__Your goal__: Range to repeat from the listing below: the line containing "Locate the curtain" down to the line containing "Locate the wooden fence", both included. Copy it exactly, pictures excluded, and add nothing else.

__The records__:
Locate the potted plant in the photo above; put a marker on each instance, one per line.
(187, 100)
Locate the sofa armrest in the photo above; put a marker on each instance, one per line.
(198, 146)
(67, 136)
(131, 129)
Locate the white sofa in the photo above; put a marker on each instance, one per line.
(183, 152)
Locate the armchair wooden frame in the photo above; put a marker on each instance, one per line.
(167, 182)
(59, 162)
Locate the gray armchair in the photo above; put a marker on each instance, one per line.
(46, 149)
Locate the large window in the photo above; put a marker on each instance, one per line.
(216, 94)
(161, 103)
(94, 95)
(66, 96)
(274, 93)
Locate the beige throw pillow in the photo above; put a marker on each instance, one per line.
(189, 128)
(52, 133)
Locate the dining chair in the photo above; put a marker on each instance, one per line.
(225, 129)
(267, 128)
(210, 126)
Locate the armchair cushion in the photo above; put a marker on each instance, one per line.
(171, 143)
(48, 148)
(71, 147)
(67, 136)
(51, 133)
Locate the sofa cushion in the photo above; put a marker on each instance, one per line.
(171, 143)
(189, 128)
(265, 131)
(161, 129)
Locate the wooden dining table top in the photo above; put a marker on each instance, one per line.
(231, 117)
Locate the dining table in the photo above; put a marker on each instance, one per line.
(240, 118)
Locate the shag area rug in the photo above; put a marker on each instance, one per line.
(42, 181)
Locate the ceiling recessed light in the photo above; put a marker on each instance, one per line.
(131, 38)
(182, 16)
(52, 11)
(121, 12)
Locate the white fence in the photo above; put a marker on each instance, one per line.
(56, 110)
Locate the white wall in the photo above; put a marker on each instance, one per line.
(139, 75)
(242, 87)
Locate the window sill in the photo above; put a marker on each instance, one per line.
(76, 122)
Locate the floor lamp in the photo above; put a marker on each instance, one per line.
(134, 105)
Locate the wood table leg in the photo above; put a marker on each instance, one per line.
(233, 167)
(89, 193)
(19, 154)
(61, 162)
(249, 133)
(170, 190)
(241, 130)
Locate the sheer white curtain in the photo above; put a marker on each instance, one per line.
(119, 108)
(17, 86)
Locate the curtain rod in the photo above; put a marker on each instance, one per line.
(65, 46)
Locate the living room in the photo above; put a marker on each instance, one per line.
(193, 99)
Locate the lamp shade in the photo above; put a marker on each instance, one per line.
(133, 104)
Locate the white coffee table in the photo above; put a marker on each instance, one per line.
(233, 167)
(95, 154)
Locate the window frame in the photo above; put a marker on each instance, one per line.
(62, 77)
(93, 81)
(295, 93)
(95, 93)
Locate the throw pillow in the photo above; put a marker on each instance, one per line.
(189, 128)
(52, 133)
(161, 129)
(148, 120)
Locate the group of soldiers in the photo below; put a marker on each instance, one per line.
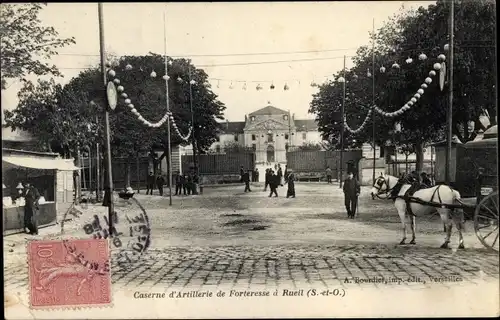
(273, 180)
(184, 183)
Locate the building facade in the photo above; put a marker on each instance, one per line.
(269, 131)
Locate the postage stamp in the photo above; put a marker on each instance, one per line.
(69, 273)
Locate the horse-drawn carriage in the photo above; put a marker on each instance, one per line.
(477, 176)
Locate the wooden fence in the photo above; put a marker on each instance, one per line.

* * *

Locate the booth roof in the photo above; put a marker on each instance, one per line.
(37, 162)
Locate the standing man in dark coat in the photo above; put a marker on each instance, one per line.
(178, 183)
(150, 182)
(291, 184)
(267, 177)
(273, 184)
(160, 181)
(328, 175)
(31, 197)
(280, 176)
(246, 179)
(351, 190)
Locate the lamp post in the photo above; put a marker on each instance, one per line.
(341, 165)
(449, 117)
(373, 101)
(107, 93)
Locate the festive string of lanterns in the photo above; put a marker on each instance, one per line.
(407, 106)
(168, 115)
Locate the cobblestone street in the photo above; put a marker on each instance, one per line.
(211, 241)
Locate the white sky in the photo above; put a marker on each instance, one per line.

--

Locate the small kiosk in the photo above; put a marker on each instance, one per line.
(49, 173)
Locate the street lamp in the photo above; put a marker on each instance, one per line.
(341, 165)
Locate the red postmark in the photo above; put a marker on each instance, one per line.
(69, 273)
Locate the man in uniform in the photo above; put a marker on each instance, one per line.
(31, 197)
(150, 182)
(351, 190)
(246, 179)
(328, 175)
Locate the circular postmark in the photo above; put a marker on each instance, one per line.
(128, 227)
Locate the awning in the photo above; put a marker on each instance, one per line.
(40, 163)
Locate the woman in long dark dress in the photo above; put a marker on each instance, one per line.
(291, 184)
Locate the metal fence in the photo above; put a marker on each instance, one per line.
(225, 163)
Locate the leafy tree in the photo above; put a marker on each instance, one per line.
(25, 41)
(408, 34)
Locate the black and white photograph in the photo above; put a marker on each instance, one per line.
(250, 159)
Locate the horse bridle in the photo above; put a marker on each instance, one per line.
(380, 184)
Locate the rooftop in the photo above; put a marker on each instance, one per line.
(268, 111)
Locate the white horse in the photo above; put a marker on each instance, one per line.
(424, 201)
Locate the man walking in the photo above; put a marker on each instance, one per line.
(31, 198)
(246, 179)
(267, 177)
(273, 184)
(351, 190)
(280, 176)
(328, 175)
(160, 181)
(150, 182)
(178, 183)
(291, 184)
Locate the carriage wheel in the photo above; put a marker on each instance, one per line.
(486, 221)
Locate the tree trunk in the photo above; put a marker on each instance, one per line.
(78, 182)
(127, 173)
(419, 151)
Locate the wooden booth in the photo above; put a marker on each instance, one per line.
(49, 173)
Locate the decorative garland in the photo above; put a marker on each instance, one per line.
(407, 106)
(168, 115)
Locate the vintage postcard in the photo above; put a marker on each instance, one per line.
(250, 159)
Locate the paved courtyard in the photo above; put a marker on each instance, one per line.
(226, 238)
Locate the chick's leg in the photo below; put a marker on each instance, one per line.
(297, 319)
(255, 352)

__Problem solution__:
Locate the curtain rod in the photo above; put a marker on each instance, one per line.
(65, 46)
Locate the living room in the photo above; put a marker on each instance, one per line.
(193, 99)
Locate the lamp shade in the photo above; put a marker on each instance, one per line.
(133, 104)
Locate the white coffee table in the photo above; put a marker on each instance, one per line.
(233, 167)
(95, 154)
Locate the window frame in the photo above; put a marker on each instance, one per line.
(62, 77)
(93, 81)
(295, 93)
(95, 93)
Locate the throw pillow in the photo above; put a marker on each instance, one per line.
(189, 128)
(52, 133)
(161, 129)
(148, 120)
Locate the group of soldiers in the photo below; put a marker on each instance, one per line.
(273, 180)
(184, 183)
Locate the building facade in the photo above; put a marker on each instance, one per line.
(269, 131)
Locate the postage stamp in the photo above; put a marker on each instance, one per line.
(69, 273)
Locate the horse-drawn carriage in the photo above; put a marker on each instance, one per line.
(477, 176)
Locate the wooden fence in the photo above; put a marker on each instance, one per line.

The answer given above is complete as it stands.